Dataset records
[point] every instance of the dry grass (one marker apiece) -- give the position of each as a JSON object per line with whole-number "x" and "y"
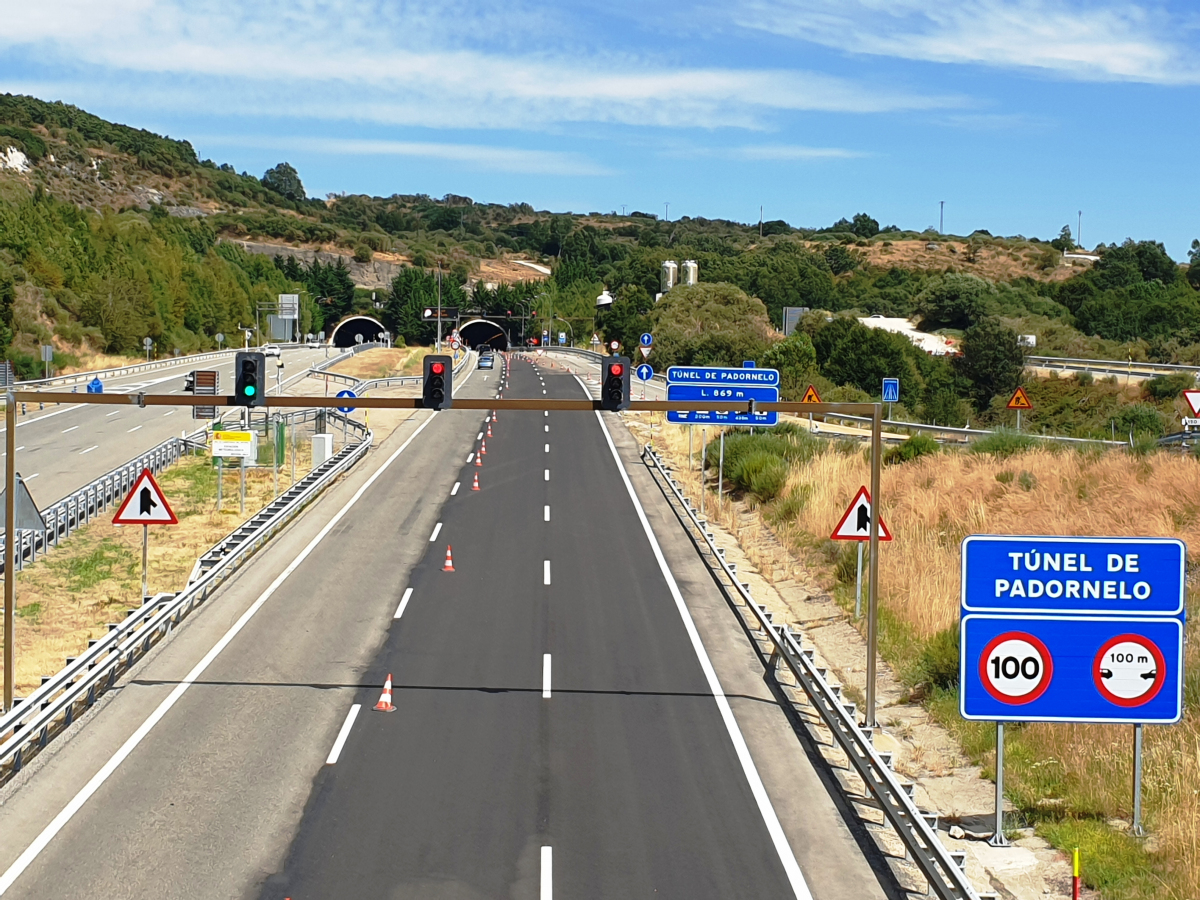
{"x": 930, "y": 504}
{"x": 69, "y": 595}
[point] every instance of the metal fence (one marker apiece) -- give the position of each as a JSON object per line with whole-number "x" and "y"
{"x": 53, "y": 707}
{"x": 783, "y": 651}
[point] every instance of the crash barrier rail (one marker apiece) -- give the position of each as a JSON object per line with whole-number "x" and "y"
{"x": 51, "y": 708}
{"x": 81, "y": 507}
{"x": 942, "y": 870}
{"x": 1108, "y": 365}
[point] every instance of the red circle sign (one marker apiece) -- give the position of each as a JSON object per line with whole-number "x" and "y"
{"x": 1015, "y": 667}
{"x": 1129, "y": 670}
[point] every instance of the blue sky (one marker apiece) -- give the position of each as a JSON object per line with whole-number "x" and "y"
{"x": 1018, "y": 113}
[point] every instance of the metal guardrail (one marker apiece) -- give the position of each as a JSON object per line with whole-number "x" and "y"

## INSTRUCTIONS FOR THE TASK
Put every item above into a numbered list, one line per number. Skip any blank lines and leave the pictures out.

## RESPONSE TO THIS EXERCISE
1. [point] every instance of the dry grass (one marker apiece) -- give the position of each as a JSON object per line with whole-number "x" and "y"
2. {"x": 930, "y": 504}
3. {"x": 69, "y": 595}
4. [point] every instance of the metal fence (one marker apiece) -- give the position of each as a JSON object per line with whole-number "x" and "y"
5. {"x": 53, "y": 707}
6. {"x": 783, "y": 651}
7. [point] every instance of the crash barrier rail (one marker apiece) -- give the position of each as a JSON object per line with whole-number "x" and "y"
8. {"x": 51, "y": 708}
9. {"x": 81, "y": 507}
10. {"x": 942, "y": 870}
11. {"x": 1108, "y": 365}
12. [point] every instance of the red circle sign (one marker apiece) -- give the position of each as a JSON object per line with whole-number "x" and "y"
13. {"x": 1015, "y": 667}
14. {"x": 1129, "y": 670}
15. [point] every instance of the blue sky (one marker apiece) -- give the position of each as a JSON object per line with whole-number "x" and "y"
16. {"x": 1018, "y": 113}
17. [point] every instance of the metal guardrail (one marker apiece) -- give the position of each as a JSON object per line with whole-number "x" and "y"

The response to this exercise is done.